_Aim of the task_
In the entries that follow, identify the line containing "of the range" and return it together with all later lines, exactly as they appear.

(Image point annotation entries)
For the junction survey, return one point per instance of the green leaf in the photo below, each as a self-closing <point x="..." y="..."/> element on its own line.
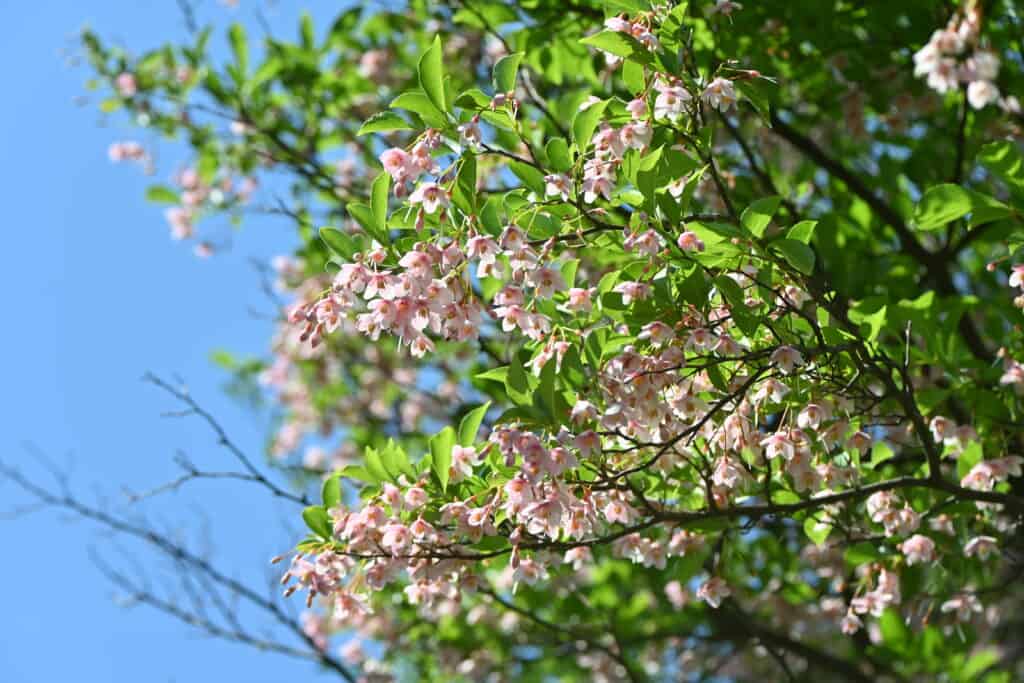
<point x="758" y="215"/>
<point x="530" y="177"/>
<point x="633" y="77"/>
<point x="317" y="521"/>
<point x="816" y="530"/>
<point x="799" y="255"/>
<point x="861" y="553"/>
<point x="359" y="474"/>
<point x="464" y="193"/>
<point x="620" y="44"/>
<point x="431" y="73"/>
<point x="440" y="454"/>
<point x="803" y="231"/>
<point x="1004" y="160"/>
<point x="331" y="493"/>
<point x="379" y="201"/>
<point x="558" y="154"/>
<point x="986" y="209"/>
<point x="941" y="205"/>
<point x="894" y="631"/>
<point x="339" y="243"/>
<point x="364" y="215"/>
<point x="418" y="102"/>
<point x="876" y="323"/>
<point x="474" y="98"/>
<point x="162" y="195"/>
<point x="971" y="456"/>
<point x="240" y="46"/>
<point x="505" y="72"/>
<point x="517" y="383"/>
<point x="375" y="465"/>
<point x="470" y="424"/>
<point x="728" y="288"/>
<point x="383" y="122"/>
<point x="586" y="122"/>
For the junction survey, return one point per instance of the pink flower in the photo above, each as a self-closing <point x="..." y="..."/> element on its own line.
<point x="714" y="591"/>
<point x="851" y="624"/>
<point x="396" y="539"/>
<point x="982" y="546"/>
<point x="398" y="164"/>
<point x="557" y="184"/>
<point x="677" y="594"/>
<point x="588" y="442"/>
<point x="637" y="108"/>
<point x="786" y="358"/>
<point x="579" y="299"/>
<point x="126" y="84"/>
<point x="470" y="133"/>
<point x="463" y="459"/>
<point x="431" y="196"/>
<point x="671" y="101"/>
<point x="777" y="444"/>
<point x="617" y="511"/>
<point x="416" y="498"/>
<point x="1017" y="275"/>
<point x="918" y="549"/>
<point x="964" y="605"/>
<point x="689" y="241"/>
<point x="632" y="291"/>
<point x="720" y="93"/>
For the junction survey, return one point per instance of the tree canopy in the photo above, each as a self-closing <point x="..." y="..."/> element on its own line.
<point x="630" y="340"/>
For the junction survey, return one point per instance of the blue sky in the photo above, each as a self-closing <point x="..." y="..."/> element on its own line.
<point x="96" y="296"/>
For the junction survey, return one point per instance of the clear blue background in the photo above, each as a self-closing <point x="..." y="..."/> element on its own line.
<point x="95" y="295"/>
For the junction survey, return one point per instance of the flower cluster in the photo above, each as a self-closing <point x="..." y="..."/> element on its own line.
<point x="952" y="57"/>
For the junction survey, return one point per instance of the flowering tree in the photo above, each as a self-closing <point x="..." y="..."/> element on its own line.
<point x="632" y="340"/>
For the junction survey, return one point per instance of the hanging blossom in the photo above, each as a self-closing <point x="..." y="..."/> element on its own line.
<point x="953" y="56"/>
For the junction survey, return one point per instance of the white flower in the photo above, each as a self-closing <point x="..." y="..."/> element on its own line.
<point x="431" y="196"/>
<point x="982" y="93"/>
<point x="720" y="93"/>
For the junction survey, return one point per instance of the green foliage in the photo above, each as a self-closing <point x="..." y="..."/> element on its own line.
<point x="843" y="211"/>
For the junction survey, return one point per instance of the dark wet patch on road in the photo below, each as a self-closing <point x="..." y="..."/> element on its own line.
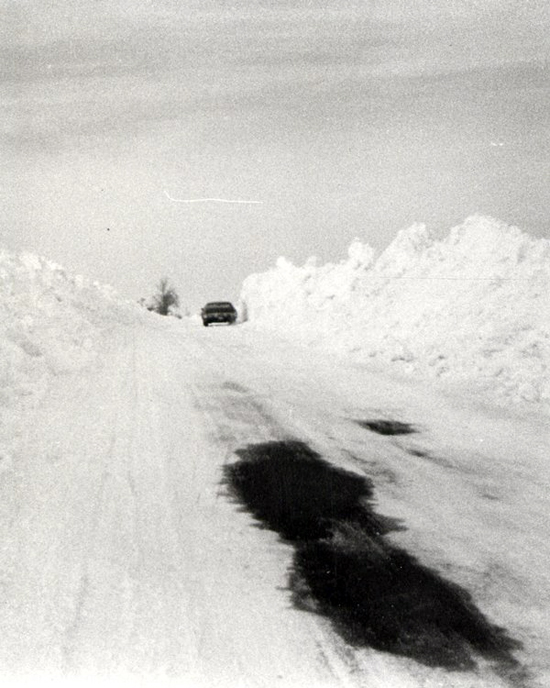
<point x="375" y="594"/>
<point x="387" y="427"/>
<point x="234" y="387"/>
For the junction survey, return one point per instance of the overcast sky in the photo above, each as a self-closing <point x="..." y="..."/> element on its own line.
<point x="340" y="119"/>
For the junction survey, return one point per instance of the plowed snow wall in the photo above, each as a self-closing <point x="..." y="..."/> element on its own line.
<point x="472" y="307"/>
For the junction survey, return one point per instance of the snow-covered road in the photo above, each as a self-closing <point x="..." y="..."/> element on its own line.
<point x="123" y="553"/>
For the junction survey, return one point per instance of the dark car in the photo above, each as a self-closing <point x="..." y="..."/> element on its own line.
<point x="218" y="311"/>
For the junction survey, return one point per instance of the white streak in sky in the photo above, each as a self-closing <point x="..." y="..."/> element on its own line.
<point x="210" y="200"/>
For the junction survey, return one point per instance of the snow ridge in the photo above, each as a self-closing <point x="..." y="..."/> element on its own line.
<point x="50" y="323"/>
<point x="471" y="308"/>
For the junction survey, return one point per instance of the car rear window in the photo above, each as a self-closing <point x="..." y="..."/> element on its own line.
<point x="227" y="307"/>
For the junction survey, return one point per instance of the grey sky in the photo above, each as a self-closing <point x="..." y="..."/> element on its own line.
<point x="344" y="122"/>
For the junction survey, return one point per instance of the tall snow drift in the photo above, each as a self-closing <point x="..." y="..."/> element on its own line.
<point x="49" y="323"/>
<point x="473" y="307"/>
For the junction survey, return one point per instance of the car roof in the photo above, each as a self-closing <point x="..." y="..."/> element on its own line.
<point x="216" y="304"/>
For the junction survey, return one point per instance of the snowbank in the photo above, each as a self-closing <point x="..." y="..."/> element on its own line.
<point x="474" y="307"/>
<point x="49" y="323"/>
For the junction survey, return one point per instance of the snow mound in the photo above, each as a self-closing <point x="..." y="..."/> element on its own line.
<point x="50" y="323"/>
<point x="473" y="307"/>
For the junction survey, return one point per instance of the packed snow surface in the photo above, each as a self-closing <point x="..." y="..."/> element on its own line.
<point x="123" y="559"/>
<point x="472" y="308"/>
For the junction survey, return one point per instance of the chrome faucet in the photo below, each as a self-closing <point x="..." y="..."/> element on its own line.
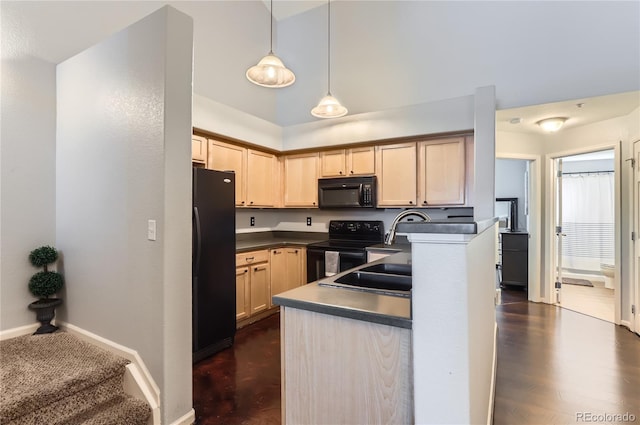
<point x="391" y="236"/>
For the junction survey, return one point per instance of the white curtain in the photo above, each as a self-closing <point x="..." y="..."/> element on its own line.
<point x="587" y="220"/>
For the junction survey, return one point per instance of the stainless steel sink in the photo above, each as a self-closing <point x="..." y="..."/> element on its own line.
<point x="391" y="282"/>
<point x="389" y="268"/>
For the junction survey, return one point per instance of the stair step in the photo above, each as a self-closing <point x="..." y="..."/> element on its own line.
<point x="55" y="378"/>
<point x="120" y="410"/>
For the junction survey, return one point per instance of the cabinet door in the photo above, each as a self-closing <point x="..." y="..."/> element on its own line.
<point x="333" y="163"/>
<point x="259" y="279"/>
<point x="301" y="180"/>
<point x="261" y="179"/>
<point x="295" y="273"/>
<point x="242" y="293"/>
<point x="361" y="161"/>
<point x="396" y="171"/>
<point x="278" y="265"/>
<point x="442" y="172"/>
<point x="227" y="157"/>
<point x="199" y="149"/>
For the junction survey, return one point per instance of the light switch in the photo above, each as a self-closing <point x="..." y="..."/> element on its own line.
<point x="151" y="230"/>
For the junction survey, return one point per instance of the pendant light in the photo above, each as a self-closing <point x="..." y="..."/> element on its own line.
<point x="270" y="71"/>
<point x="552" y="124"/>
<point x="329" y="107"/>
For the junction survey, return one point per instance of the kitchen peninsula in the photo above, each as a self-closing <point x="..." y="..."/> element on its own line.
<point x="348" y="357"/>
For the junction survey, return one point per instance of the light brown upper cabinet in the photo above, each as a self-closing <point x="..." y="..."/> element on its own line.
<point x="441" y="172"/>
<point x="199" y="149"/>
<point x="301" y="180"/>
<point x="227" y="157"/>
<point x="262" y="179"/>
<point x="397" y="176"/>
<point x="348" y="162"/>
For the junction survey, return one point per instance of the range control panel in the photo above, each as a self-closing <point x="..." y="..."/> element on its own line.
<point x="357" y="230"/>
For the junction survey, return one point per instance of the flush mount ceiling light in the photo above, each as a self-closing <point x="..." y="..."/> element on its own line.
<point x="329" y="107"/>
<point x="552" y="124"/>
<point x="270" y="71"/>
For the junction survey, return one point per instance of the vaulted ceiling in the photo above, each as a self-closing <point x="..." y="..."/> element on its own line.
<point x="384" y="54"/>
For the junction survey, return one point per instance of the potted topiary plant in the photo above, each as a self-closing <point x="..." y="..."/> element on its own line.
<point x="44" y="284"/>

_The output_
For the junction survey, return one point per instance of the range control panel in the photo above, each as a self-closing <point x="..." y="..."/> element on its own line.
<point x="357" y="230"/>
For the junction survey, return one point per instance of the flush mount ceiling light in the photo above, each as a self-closing <point x="..." y="..."/> element on its own line.
<point x="329" y="107"/>
<point x="552" y="124"/>
<point x="270" y="71"/>
For the junction survey, return one point per instance of the vaulted ceiling in the photo above, each as a self-closing <point x="..." y="..."/> element on its own line.
<point x="384" y="54"/>
For the junction survey, return one point per instance of the potted topiary plant in the photo above, each as a self-closing <point x="..." y="..."/> element on its own line.
<point x="44" y="284"/>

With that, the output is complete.